▶ [TEXT PROVIDED]
--- BEGIN ---

Carol Henry (born 1960) is an American fine art photographer and curator.

Life 

Carol Henry (photographer) (born November 1960), American fine arts photographer
Carol A. Henry was born in the Ohio city of Hamilton. Since 1985, she has lived in California and resides in Carmel.

Photography 
In creating her photographic work, she does not use a camera; her photographic work is created in a darkroom directly on Ilfochrome (formerly Cibachrome) paper. Known for her botanical imagery, she projects the light through her subjects onto the positive receiving Ilfochrome color photographic paper, creating one-of-a-kind images. Her images are made with transmitted light, creating clarity and saturation. She worked with this experimental process for more than 20 years. Because of her unique process of directing light through her subject-matter, The San Francisco Chronicle named Carol Henry as one of the 100 reasons to visit Carmel, CA during Carmel's 100 year anniversary celebration, calling her botanical photography "...erotic, vibrant, bold and delicate at the same time" 

Carol Henry has explored more camera-less photographic techniques since 2012 when Ilfochrome paper ceased to be manufactured. The cyanotype process, from the mid 1800s has been embraced by Carol Henry to continue her exploration of natural subjects and the human narrative using light and form.

--- END ---

▶ [TO BE DONE]
A. From the Carol Henry biography, write out the passage starting at "Carol Henry (photographer)" and ending at "resides in Carmel.".
B. Answer these questions using the Carol Henry biography:
(i) In which Ohio city was Carol Henry born?
(ii) Which newspaper named her one of the 100 reasons to visit Carmel?
(iii) Which process has she taken up since Ilfochrome paper stopped being manufactured?
C. Continue the Carol Henry biography from its last sentence.

▶ [ENTRIES SHOWN]
--- BEGIN ---

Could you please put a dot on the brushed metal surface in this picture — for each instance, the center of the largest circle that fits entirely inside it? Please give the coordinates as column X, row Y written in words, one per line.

--- END ---
--- BEGIN ---

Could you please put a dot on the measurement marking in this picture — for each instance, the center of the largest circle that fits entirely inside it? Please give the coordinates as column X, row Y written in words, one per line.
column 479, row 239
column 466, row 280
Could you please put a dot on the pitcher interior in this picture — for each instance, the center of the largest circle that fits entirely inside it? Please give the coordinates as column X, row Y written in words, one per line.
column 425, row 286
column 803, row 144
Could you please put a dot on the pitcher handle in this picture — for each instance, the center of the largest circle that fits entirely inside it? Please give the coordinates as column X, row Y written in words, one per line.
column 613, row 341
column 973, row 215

--- END ---

▶ [ANSWERS TO THE TASKS]
A.
Carol Henry (photographer) (born November 1960), American fine arts photographer
Carol A. Henry was born in the Ohio city of Hamilton. Since 1985, she has lived in California and resides in Carmel.

B.
(i) Hamilton
(ii) The San Francisco Chronicle
(iii) The cyanotype process

C.
Curatorial Work

She Loves Me, She Loves Me Not 
In 2016, Carol Henry spent a full year researching and gathering work by 12 renowned women photographers with the male as subject, to form the exhibition, She Loves Me, She Loves Me Not. The exhibition celebrates a hundred years of successful women in the medium and reveals a less than exhibited photo topic! She Loves Me, She Loves Me Not features 12 of the most renowned women in photography showing images of men in their work. The exhibit opens with silver gelatin photographs by Imogen Cunningham, who was called an “immoral woman” for exhibiting nude fine-art photographs of her own husband. Other women included in the exhibit are Edna Bullock, Martha Casanave, Jodi Cobb, Judy Dater, Flor Garduño, Dorothea Lange, Sally Mann, Mary Ellen Mark, Holly Roberts, Adrienne Salinger, Joyce Tenneson and Henry herself. The exhibition opened in January 2017 at the Center for Photographic Art   and went on to The Florida Museum of Photographic Art in June 2017. The final venue for the exhibit was Post Ranch Inn, Big Sur, CA October 2017.

Bill Owens | The American Dream
March 2019. Carmel Visual Arts, Carmel, CA

Wynn Bullock
July 2018, The Post Gallery

Kathryn Mayo | We Are Selma 
June 2018. Carmel Visual Arts, Carmel, CA

William Giles & The Elementalists 
March 2017. Carmel Visual Arts, Carmel, CA.

Jeff Nixon | Black and White Photography 
January 2016. Carmel Visual Arts, Carmel, CA.

Tom Millea 
January 2014. Carmel Visual Arts, Carmel, CA.

References

Living people
American photographers
American women photographers
1960 births
Date of birth missing (living people)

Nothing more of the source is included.